# [本文抜粋]

+ + + + + + +

気になっているファンも多いと思うが、ここ数年、ノアなどのメジャー・マットに上がっていた20代、30代前半の発展途上の選手のレスラー廃業が増えつつある。
例えば入門テストに合格した数人の練習生が、デビュー前に次々に辞めてしまい、結局デビューできたのは1人か2人というパターンはずっとあった。
しかし、苦しい練習生期間を耐え抜き、晴れてプロレスラーとしてデビューしたというのに、わずか数年したら辞めてしまうというのは何とも解せない。
ある意味、1 番つらい新弟子時代を乗り越えたらプロレスほど気楽な稼業はないからだ。やはり辞めていった連中は根性が足りなかったのか?
いや、そうではない!
彼らは夢を見られなくなったプロレスに見切りを付けたのだ。幼い頃から夢見ていたプロレスラーになるため、プロレス団体に入門し、厳しい練習や雑用作業を日々こなし、半年か1年後にデビューしてプロのレスラーになったものの、とてもプロレスだけで食べていけないとなれば自分の人生を見つめ直しても仕方がない。

+ + + + + + +

# [課題]
プロレスラー廃業についての本文と次の(a)〜(c)が一致するかどうかを、それぞれ「はい」か「いいえ」で答え、根拠となる本文の語句をそのまま引用してください。(a) デビュー前に練習生が次々に辞めるパターンは以前からあった。(b) 筆者は、辞めていった選手は根性が足りなかったと結論づけている。(c) 一番つらい新弟子時代を乗り越えれば、プロレスほど気楽な稼業はない。 収集データの項目は、この本文とは一切関係ありません。

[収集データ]

+ + + + + + +

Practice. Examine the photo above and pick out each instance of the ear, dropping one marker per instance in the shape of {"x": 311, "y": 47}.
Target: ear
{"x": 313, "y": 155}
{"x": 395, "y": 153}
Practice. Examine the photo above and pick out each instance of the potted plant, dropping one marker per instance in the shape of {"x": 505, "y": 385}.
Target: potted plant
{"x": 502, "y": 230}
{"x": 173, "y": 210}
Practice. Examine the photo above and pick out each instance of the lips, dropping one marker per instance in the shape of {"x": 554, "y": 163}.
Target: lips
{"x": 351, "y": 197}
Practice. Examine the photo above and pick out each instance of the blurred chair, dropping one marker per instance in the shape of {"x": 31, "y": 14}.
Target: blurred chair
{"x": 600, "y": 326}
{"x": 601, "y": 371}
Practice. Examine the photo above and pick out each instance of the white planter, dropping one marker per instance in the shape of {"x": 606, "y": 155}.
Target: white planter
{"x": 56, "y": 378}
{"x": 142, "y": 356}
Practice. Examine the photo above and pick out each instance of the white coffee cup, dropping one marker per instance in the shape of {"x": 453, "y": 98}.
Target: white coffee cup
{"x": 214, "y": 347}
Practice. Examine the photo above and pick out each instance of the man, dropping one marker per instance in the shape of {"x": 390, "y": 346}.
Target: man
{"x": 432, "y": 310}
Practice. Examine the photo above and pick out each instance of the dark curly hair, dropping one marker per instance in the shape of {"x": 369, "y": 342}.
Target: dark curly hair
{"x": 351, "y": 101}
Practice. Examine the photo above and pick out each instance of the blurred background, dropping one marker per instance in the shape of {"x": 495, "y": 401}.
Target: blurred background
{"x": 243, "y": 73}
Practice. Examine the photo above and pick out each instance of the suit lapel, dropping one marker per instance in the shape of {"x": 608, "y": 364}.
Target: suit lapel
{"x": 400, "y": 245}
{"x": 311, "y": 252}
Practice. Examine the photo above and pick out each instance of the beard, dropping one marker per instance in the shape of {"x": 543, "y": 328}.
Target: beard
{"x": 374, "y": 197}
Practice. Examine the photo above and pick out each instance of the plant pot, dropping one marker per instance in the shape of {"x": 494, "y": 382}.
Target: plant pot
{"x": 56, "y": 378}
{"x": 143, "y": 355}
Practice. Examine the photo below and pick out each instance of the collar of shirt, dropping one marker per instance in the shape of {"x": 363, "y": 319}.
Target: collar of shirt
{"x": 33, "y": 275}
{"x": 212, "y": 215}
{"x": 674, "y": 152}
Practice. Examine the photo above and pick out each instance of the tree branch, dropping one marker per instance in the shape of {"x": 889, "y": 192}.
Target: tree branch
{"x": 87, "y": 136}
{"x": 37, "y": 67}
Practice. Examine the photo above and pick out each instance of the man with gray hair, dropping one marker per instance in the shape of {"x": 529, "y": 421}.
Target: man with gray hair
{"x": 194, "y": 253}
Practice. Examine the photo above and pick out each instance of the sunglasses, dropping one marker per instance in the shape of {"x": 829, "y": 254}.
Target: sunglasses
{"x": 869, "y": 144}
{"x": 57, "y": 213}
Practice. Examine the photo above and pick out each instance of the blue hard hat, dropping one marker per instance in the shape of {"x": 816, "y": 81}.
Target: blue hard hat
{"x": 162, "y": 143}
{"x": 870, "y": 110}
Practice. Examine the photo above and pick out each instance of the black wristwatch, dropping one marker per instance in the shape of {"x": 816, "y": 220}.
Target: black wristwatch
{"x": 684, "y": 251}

+ + + + + + +

# [解答]
(a) はい。「デビュー前に次々に辞めてしまい、結局デビューできたのは1人か2人というパターンはずっとあった」
(b) いいえ。「いや、そうではない!」
(c) はい。「1 番つらい新弟子時代を乗り越えたらプロレスほど気楽な稼業はない」